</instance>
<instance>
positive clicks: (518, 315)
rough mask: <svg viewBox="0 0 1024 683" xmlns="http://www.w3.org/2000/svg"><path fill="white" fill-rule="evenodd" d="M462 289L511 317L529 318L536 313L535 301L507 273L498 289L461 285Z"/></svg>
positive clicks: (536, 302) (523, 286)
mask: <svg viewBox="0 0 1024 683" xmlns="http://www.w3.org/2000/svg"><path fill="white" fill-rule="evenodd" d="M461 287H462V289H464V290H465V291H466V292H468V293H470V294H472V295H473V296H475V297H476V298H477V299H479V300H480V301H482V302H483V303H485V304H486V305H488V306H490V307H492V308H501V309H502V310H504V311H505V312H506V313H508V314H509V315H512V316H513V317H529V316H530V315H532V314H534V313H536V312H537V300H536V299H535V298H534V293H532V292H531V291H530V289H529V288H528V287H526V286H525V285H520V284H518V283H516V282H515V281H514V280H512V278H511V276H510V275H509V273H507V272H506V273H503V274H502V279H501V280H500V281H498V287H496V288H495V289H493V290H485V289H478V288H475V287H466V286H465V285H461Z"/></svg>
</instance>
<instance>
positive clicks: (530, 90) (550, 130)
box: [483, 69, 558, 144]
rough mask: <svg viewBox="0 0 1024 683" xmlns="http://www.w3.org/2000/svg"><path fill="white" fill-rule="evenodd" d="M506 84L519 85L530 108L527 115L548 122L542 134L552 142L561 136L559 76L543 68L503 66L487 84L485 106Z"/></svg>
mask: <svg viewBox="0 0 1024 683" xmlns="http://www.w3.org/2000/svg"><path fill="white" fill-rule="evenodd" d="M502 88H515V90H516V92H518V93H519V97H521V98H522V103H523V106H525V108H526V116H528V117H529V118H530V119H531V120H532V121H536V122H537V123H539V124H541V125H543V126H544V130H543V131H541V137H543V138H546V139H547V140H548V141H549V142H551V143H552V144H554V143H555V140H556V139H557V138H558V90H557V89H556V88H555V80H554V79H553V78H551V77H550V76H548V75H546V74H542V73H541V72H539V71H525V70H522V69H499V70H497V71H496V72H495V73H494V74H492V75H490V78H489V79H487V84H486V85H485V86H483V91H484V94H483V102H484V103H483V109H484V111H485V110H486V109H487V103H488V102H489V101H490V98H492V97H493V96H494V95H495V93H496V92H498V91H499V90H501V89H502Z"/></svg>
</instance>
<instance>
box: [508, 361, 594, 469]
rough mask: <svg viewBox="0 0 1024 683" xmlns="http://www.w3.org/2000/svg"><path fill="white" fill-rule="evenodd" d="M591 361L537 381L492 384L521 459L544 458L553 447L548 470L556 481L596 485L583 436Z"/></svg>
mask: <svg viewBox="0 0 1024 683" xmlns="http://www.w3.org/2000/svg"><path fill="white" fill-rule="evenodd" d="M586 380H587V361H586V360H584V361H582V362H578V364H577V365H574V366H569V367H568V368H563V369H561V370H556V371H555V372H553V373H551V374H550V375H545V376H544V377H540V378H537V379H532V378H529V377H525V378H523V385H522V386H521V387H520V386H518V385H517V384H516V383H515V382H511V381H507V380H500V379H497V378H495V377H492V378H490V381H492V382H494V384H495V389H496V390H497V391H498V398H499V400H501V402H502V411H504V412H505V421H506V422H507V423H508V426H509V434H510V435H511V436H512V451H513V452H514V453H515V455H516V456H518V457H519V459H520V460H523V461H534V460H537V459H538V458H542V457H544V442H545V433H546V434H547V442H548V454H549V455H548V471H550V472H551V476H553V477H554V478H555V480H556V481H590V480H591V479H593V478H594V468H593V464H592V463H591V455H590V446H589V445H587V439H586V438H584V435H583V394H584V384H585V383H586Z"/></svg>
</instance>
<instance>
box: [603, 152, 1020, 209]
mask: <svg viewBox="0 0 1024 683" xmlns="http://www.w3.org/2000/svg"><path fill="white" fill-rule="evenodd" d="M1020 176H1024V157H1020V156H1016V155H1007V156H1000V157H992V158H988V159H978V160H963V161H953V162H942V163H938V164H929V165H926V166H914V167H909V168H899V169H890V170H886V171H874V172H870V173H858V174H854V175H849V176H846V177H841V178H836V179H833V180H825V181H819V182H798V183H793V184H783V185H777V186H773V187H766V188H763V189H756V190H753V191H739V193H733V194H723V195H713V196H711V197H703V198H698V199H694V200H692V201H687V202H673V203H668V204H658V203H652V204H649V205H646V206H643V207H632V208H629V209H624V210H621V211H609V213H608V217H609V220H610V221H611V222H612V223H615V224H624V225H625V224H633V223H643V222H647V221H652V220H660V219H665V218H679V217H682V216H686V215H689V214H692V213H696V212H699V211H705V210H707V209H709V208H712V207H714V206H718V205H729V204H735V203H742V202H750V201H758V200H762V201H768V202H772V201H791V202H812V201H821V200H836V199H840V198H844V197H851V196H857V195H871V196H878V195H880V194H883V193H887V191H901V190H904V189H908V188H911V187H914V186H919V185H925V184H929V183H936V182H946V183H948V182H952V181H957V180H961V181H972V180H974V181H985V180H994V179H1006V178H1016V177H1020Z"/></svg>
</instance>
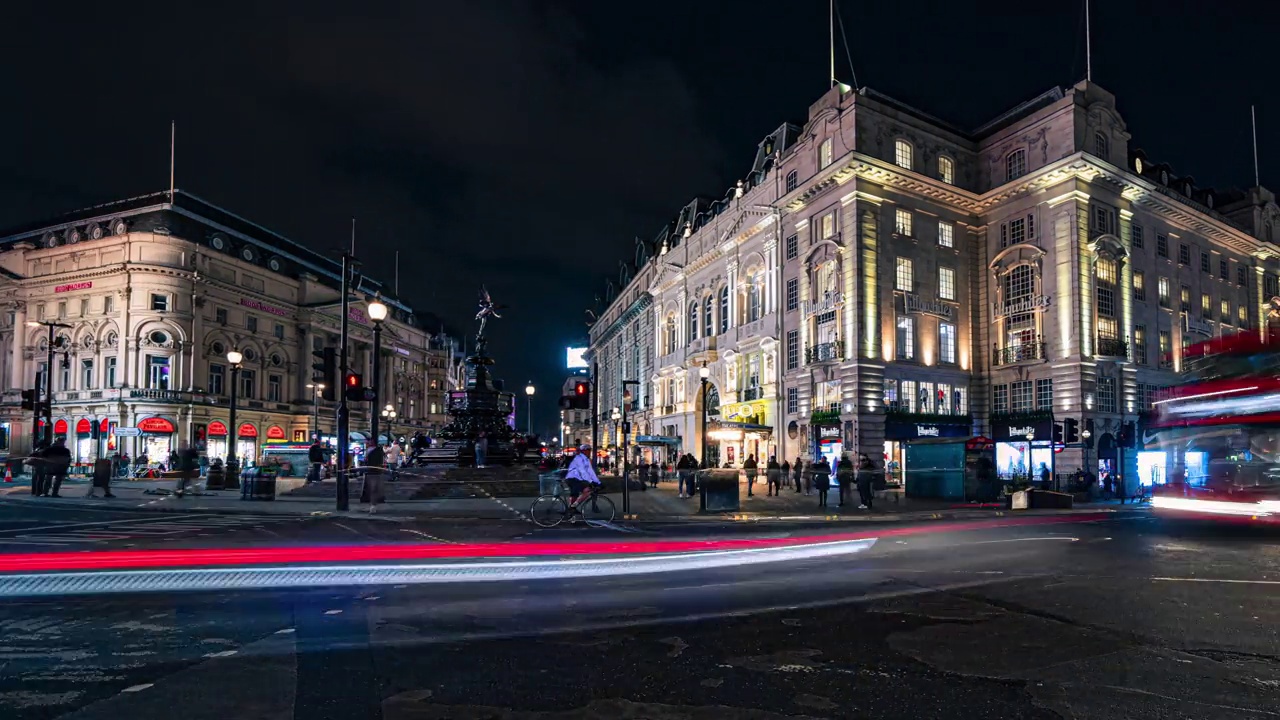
--------------------
▶ TASK BRIEF: Word for word, copy every line of the data, excluding any pictures.

▶ TASK ANSWER:
</instance>
<instance>
positive clicks: (518, 315)
rough mask: <svg viewBox="0 0 1024 683" xmlns="http://www.w3.org/2000/svg"><path fill="white" fill-rule="evenodd" d="M462 289L511 317L529 318L536 313L535 301L507 273L498 289L461 285Z"/></svg>
positive clicks: (536, 302) (523, 286)
mask: <svg viewBox="0 0 1024 683" xmlns="http://www.w3.org/2000/svg"><path fill="white" fill-rule="evenodd" d="M461 287H462V289H464V290H465V291H466V292H468V293H470V294H472V295H473V296H475V297H476V298H477V299H479V300H480V301H482V302H483V303H485V304H486V305H488V306H490V307H492V308H501V309H502V310H504V311H505V312H506V313H508V314H509V315H512V316H513V317H529V316H530V315H532V314H534V313H536V312H537V300H536V299H535V298H534V293H532V292H531V291H530V289H529V288H528V287H526V286H525V285H520V284H518V283H516V282H515V281H514V280H512V278H511V276H510V275H509V273H507V272H506V273H503V274H502V279H501V280H500V281H498V287H496V288H495V289H493V290H485V289H478V288H475V287H466V286H465V285H461Z"/></svg>
</instance>
<instance>
positive clicks: (530, 90) (550, 130)
box: [483, 69, 558, 144]
rough mask: <svg viewBox="0 0 1024 683" xmlns="http://www.w3.org/2000/svg"><path fill="white" fill-rule="evenodd" d="M506 84L519 85L530 108L527 115L548 122L542 134L552 142L561 136L559 76L543 68L503 66L487 84L485 106Z"/></svg>
mask: <svg viewBox="0 0 1024 683" xmlns="http://www.w3.org/2000/svg"><path fill="white" fill-rule="evenodd" d="M502 88H515V90H516V92H518V93H519V97H521V98H522V103H523V106H525V108H526V116H528V117H529V118H530V119H531V120H532V121H536V122H537V123H539V124H541V125H543V126H544V130H543V131H541V137H543V138H546V139H547V140H548V141H549V142H551V143H552V144H554V143H555V140H556V139H557V138H558V90H557V89H556V88H555V80H554V79H553V78H551V77H550V76H548V75H546V74H542V73H541V72H539V71H525V70H522V69H499V70H497V71H496V72H495V73H494V74H492V75H490V78H489V79H487V84H486V85H485V86H483V91H484V94H483V102H484V103H483V109H484V111H485V110H486V109H487V103H488V102H489V101H490V98H492V97H493V96H494V95H495V93H496V92H498V91H499V90H501V89H502Z"/></svg>
</instance>
<instance>
box: [508, 361, 594, 469]
rough mask: <svg viewBox="0 0 1024 683" xmlns="http://www.w3.org/2000/svg"><path fill="white" fill-rule="evenodd" d="M591 361L537 381L492 384L521 459L544 458L553 447L548 470L556 481L596 485L583 436Z"/></svg>
mask: <svg viewBox="0 0 1024 683" xmlns="http://www.w3.org/2000/svg"><path fill="white" fill-rule="evenodd" d="M586 380H587V361H586V360H584V361H582V362H578V364H577V365H574V366H569V367H568V368H563V369H561V370H556V371H555V372H553V373H551V374H550V375H545V376H544V377H540V378H537V379H532V378H529V377H525V378H523V385H522V386H521V387H520V386H518V385H517V384H516V383H515V382H511V381H507V380H500V379H497V378H495V377H492V378H490V381H492V382H494V384H495V389H496V390H497V391H498V398H499V400H501V402H502V411H504V412H505V421H506V422H507V423H508V426H509V434H510V435H511V436H512V451H513V452H514V453H515V455H516V456H518V457H519V459H520V460H523V461H534V460H537V459H538V458H542V457H544V442H545V433H546V434H547V442H548V454H549V455H548V471H550V472H551V476H553V477H554V478H555V480H556V481H590V480H591V479H593V478H594V468H593V464H592V463H591V455H590V446H589V445H587V439H586V438H584V435H583V394H584V384H585V383H586Z"/></svg>
</instance>
<instance>
box: [603, 152, 1020, 209]
mask: <svg viewBox="0 0 1024 683" xmlns="http://www.w3.org/2000/svg"><path fill="white" fill-rule="evenodd" d="M1020 176H1024V157H1020V156H1016V155H1007V156H1000V157H992V158H988V159H978V160H963V161H953V162H942V163H938V164H929V165H926V166H914V167H909V168H899V169H890V170H886V171H874V172H870V173H858V174H854V175H849V176H846V177H841V178H836V179H833V180H825V181H819V182H798V183H793V184H783V185H777V186H773V187H766V188H763V189H756V190H753V191H739V193H733V194H723V195H713V196H711V197H703V198H698V199H694V200H692V201H687V202H673V203H668V204H658V203H652V204H649V205H646V206H643V207H632V208H629V209H624V210H621V211H609V213H608V217H609V220H610V221H611V222H612V223H615V224H624V225H625V224H633V223H643V222H647V221H652V220H660V219H665V218H679V217H682V216H686V215H689V214H692V213H696V212H699V211H705V210H707V209H709V208H712V207H714V206H718V205H729V204H735V203H742V202H750V201H758V200H762V201H768V202H772V201H791V202H812V201H821V200H836V199H840V198H844V197H851V196H857V195H871V196H878V195H880V194H883V193H887V191H901V190H904V189H908V188H911V187H914V186H919V185H925V184H929V183H936V182H946V183H948V182H952V181H957V180H961V181H972V180H974V181H985V180H994V179H1006V178H1016V177H1020Z"/></svg>
</instance>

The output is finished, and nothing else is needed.